> Set exercise: Only the lines starting at the one that contains "Indicate the snow bank" and running to the end should be repeated, exactly as written.
--- Data lines ---
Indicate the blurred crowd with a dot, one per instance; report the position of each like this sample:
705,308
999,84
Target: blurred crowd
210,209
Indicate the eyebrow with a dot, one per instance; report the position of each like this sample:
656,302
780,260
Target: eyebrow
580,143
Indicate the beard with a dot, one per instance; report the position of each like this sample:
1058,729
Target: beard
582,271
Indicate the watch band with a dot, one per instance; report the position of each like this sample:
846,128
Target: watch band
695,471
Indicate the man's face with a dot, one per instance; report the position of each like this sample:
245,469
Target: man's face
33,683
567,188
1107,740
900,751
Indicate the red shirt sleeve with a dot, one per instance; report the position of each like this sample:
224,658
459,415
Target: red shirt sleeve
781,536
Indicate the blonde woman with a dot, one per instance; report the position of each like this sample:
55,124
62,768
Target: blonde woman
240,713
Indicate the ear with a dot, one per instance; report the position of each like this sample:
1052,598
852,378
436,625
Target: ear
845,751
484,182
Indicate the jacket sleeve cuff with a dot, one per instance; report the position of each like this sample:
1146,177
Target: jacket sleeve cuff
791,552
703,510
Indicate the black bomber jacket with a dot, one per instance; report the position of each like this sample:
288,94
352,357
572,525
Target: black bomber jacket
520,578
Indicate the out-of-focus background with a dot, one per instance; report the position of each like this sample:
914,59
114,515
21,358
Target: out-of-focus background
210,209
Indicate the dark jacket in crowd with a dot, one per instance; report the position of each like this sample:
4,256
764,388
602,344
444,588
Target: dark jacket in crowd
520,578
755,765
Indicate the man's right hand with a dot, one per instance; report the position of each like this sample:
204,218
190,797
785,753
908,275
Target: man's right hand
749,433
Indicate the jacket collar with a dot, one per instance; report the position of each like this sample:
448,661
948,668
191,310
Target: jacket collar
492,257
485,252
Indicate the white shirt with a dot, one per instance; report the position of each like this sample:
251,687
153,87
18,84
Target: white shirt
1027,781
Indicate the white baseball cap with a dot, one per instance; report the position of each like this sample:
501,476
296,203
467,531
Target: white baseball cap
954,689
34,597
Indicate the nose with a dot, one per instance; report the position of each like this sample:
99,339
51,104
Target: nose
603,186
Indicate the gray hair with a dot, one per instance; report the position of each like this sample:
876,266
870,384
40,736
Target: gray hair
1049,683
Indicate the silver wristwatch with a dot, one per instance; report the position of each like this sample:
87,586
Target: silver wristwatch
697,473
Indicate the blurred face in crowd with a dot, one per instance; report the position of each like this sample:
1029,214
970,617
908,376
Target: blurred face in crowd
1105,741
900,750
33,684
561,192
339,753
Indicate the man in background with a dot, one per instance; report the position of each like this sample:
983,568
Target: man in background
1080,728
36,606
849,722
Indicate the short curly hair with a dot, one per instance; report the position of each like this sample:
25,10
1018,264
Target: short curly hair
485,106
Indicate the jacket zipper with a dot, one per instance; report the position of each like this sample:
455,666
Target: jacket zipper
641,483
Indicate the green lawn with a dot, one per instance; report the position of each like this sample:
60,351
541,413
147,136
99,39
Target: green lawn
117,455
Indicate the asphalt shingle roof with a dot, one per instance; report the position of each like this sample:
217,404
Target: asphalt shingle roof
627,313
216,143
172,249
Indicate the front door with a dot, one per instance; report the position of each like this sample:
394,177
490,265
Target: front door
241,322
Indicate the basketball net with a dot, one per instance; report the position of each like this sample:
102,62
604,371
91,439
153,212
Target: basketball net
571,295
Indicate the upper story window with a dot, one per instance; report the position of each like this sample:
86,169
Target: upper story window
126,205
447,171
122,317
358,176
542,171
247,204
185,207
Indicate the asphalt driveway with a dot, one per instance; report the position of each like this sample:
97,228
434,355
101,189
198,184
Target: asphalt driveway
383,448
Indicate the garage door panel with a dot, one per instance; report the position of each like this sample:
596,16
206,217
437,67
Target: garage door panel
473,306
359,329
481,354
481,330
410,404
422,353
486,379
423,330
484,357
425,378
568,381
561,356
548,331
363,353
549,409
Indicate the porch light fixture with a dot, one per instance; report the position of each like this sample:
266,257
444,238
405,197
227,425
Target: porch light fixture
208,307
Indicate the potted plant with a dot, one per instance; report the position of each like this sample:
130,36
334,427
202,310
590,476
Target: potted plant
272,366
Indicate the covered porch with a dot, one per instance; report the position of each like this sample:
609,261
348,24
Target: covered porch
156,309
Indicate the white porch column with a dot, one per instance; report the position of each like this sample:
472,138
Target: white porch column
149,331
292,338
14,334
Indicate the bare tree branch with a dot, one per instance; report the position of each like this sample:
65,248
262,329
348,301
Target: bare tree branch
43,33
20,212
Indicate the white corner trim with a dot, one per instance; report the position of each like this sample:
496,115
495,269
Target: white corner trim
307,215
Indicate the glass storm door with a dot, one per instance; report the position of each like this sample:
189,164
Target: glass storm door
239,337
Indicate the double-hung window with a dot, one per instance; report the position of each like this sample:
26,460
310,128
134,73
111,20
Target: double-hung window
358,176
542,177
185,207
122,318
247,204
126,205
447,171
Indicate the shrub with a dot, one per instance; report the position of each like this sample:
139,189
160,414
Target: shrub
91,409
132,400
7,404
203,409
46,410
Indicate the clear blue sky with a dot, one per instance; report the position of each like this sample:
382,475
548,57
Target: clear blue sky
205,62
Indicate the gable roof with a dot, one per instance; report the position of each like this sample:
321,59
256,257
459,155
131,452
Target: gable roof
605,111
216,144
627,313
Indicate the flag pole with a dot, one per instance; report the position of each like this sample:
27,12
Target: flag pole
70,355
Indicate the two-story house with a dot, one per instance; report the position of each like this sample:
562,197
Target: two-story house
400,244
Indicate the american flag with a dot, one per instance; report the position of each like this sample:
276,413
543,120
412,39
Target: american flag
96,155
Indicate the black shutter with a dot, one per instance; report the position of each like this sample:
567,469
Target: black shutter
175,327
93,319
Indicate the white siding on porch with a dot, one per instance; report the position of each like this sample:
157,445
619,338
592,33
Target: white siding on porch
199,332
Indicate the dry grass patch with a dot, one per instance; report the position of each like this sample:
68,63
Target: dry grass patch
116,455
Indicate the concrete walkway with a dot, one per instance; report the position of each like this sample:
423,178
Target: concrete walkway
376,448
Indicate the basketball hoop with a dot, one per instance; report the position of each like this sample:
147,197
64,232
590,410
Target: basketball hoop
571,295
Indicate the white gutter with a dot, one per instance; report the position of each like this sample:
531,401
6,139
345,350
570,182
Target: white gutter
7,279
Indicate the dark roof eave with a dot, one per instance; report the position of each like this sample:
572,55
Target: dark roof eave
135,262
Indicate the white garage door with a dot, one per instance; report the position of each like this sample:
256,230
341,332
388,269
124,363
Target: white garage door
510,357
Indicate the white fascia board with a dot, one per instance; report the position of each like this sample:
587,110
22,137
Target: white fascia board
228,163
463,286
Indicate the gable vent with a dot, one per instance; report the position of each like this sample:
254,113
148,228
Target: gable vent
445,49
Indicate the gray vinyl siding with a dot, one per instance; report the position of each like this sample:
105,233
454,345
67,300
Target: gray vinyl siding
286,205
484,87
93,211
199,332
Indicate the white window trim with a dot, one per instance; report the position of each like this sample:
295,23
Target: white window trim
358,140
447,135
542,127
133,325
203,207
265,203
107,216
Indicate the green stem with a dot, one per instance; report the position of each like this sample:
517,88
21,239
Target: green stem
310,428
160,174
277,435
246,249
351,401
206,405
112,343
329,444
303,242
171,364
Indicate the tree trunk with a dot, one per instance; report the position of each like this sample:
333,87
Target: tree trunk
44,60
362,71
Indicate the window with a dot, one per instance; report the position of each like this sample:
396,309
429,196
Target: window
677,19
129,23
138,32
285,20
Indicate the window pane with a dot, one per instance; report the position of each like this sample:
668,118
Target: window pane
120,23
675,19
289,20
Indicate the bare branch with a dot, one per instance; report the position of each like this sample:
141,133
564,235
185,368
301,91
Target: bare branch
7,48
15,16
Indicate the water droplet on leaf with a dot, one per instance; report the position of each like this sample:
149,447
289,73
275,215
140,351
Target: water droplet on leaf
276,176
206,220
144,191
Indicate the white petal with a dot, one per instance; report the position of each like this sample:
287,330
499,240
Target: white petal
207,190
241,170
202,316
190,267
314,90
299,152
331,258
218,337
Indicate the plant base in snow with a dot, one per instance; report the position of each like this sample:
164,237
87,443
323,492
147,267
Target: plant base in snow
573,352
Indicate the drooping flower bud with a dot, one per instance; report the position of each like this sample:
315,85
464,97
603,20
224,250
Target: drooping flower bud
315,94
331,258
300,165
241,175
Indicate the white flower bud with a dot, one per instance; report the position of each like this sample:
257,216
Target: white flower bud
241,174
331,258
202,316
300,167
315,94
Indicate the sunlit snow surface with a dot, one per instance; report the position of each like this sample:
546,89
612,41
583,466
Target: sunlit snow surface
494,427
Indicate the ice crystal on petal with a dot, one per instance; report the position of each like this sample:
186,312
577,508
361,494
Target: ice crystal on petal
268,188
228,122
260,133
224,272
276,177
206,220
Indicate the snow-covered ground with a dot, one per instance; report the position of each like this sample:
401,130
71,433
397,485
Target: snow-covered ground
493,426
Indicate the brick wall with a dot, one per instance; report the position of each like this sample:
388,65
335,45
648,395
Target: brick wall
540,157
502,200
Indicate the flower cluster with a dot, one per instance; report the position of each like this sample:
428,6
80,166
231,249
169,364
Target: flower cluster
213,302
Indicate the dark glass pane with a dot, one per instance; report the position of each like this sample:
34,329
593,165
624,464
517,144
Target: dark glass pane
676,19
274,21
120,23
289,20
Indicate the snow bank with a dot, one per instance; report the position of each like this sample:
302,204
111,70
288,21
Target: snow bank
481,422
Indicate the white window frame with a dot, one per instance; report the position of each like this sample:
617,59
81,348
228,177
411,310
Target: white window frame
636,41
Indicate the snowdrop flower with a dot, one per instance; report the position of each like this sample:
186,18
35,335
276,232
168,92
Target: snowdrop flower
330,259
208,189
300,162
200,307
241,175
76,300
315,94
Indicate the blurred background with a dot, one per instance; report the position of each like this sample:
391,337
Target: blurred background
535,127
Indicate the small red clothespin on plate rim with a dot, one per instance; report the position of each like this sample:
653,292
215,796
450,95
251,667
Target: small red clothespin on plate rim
---
> Output of the exercise:
Indicate the snow bank with a dot, one per instance; report the position of each like this sample:
302,204
111,70
288,21
Target: snow bank
481,422
Indicate the white window frame with a dot, one per instance; report the position of each like this sample:
617,59
81,348
228,177
411,310
Target: white window frame
636,41
Indicate the snowdrop flower with a dot, one per instance; report the position of each like this sample:
186,18
35,335
276,232
168,92
Target: snowdrop flower
330,259
208,189
300,162
200,307
241,175
76,300
315,94
Indicate the blurred background with a dot, one per instance; report the position of each like this sample:
391,337
Target: blurred background
535,127
Indicate the small red clothespin on plate rim with a dot, one per instance; report the position of each like this sample:
653,292
215,796
450,95
251,667
Target: small red clothespin on plate rim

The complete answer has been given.